_Data provided:_
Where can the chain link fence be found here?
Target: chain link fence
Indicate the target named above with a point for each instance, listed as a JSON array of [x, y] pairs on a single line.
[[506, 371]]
* * *
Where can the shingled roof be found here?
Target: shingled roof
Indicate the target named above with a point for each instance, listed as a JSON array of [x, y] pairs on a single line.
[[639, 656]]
==
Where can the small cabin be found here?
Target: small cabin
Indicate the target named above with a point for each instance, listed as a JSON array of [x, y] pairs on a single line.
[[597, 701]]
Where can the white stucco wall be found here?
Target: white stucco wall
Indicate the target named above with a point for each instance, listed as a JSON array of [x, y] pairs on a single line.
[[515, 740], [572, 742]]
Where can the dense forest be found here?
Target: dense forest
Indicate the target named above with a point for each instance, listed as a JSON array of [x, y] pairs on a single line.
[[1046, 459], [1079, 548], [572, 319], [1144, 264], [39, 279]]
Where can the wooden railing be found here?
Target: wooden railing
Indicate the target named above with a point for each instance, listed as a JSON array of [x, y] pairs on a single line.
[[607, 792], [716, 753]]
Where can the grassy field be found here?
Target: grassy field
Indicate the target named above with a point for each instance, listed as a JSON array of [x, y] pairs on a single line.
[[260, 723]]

_What the task requires:_ Copy the items above without any changes, starting at the line containing "Where can the dense forest be found here?" and continuing through the line containing "[[1046, 459], [1079, 548], [572, 319], [1144, 264], [39, 279]]", with both of those lines included.

_Task result:_
Where can the dense forest be found here?
Target: dense forest
Indicate the target named above with a point for each instance, listed as a JSON array of [x, y] pairs on a single line.
[[1046, 459], [1079, 548], [572, 319], [1144, 264], [39, 279]]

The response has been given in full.